### The request
Can you rewrite everything from the line containing "Target: horse-drawn carriage" down to the line containing "Target: colorful row of houses" in the data below, with "Target" renamed to "Label" and nothing else altered?
====================
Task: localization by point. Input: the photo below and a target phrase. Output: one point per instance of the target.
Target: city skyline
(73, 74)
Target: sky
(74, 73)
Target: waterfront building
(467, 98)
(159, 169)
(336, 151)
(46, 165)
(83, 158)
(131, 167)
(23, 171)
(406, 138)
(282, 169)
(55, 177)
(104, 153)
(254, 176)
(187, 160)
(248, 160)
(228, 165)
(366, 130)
====================
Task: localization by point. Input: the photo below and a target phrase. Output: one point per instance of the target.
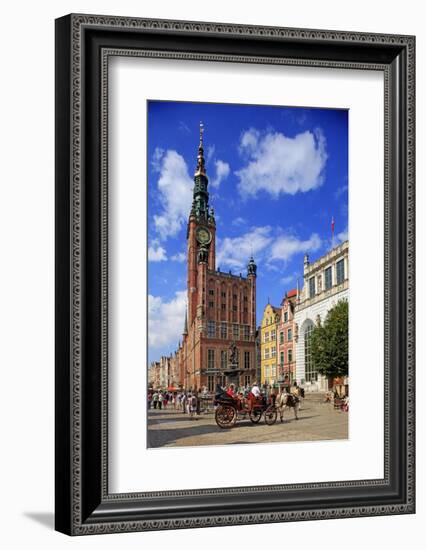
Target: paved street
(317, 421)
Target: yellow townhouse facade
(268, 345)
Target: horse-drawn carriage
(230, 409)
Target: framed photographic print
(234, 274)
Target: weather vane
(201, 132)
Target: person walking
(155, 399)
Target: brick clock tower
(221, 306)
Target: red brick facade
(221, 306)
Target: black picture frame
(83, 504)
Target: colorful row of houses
====================
### Response to the exercise
Label: horse-drawn carriage
(230, 409)
Label: framed photographic print
(234, 274)
Label: weather vane
(201, 132)
Label: person walking
(155, 399)
Label: brick clock tower
(221, 306)
Label: red brick facade
(221, 306)
Label: black picture frame
(83, 504)
Label: colorful row of houses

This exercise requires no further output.